(Instruções do exercício) Redimensione as coordenadas das respostas nos registros, começando pela linha que contém "Where can you see the rock here?" e indo até o fim dos registros, com as duas pontas incluídas. Reescreva apenas essas linhas, todas elas, mantendo o texto intacto e multiplicando cada coordenada por 2,5, com arredondamento para o inteiro mais próximo e meios para cima.

[Registros de dados]

------------------------------------------------

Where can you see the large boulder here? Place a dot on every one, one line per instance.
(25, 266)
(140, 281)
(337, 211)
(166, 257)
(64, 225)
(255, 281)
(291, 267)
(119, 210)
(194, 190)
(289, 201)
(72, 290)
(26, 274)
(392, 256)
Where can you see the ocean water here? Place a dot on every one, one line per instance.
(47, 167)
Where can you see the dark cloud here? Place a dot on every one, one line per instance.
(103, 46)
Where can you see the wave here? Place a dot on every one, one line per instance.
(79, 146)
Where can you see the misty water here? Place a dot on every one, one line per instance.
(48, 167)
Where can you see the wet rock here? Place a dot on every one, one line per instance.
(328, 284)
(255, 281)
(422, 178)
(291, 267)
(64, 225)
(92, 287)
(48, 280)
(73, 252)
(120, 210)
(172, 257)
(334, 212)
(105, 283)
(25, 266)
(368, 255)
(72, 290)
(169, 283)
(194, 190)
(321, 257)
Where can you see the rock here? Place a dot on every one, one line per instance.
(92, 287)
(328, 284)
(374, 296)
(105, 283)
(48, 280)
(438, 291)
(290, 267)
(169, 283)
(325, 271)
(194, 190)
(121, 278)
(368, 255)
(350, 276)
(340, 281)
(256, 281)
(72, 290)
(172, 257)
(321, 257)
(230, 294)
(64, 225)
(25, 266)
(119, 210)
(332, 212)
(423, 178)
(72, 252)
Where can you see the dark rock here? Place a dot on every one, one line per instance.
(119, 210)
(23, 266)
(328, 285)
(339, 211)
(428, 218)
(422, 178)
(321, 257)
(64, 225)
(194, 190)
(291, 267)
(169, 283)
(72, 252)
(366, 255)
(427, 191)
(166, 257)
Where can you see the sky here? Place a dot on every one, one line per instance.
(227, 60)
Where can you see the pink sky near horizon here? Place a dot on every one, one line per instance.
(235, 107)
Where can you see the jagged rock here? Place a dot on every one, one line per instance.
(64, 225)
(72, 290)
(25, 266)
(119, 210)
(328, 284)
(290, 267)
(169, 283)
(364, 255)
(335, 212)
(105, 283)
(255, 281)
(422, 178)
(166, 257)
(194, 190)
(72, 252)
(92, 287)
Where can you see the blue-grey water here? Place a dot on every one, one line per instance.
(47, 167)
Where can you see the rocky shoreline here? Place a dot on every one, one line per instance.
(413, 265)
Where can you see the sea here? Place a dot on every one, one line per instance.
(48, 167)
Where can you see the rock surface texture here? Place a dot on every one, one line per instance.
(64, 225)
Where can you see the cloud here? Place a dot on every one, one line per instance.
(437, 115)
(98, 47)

------------------------------------------------

(Resposta do exercício)
Where can you see the rock here? Place a dot on every one, one line per instance.
(230, 718)
(820, 710)
(935, 740)
(263, 708)
(120, 700)
(1095, 728)
(725, 668)
(423, 708)
(813, 678)
(485, 475)
(303, 695)
(920, 638)
(875, 690)
(850, 703)
(640, 703)
(180, 725)
(430, 643)
(803, 643)
(575, 735)
(160, 563)
(63, 665)
(298, 525)
(830, 530)
(1058, 445)
(180, 630)
Where can you see the dark rock here? Place a dot on every one, one line per instance.
(298, 525)
(58, 665)
(820, 713)
(848, 528)
(1070, 545)
(1055, 445)
(803, 643)
(160, 563)
(485, 475)
(728, 668)
(423, 708)
(180, 630)
(915, 638)
(1068, 478)
(415, 643)
Where can you see the sky here? Place a dot on every one, one line per instance.
(568, 150)
Where can you see the pink sky near horizon here? Place a dot on every one, one line per instance.
(588, 268)
Where can you see the jagged rock here? Place a dot on every one, one line per instance.
(160, 563)
(180, 725)
(63, 665)
(298, 525)
(820, 710)
(725, 668)
(423, 708)
(910, 638)
(838, 530)
(263, 708)
(638, 703)
(1055, 445)
(415, 643)
(485, 475)
(180, 630)
(230, 718)
Where can you see the blue-grey water here? Place a dot on every one, one line per instance.
(118, 418)
Where can you see the rocky shoreline here? Place a dot on every one, one line per instance.
(1033, 663)
Where can you see the sea here? Place a dot on every one, one line per instance.
(120, 418)
Where can you see the rock surface texture here? Place a dot on every one, one line per instance.
(160, 563)
Where can you see the cloud here? Place a dot on every one, one line per instance.
(1093, 288)
(245, 118)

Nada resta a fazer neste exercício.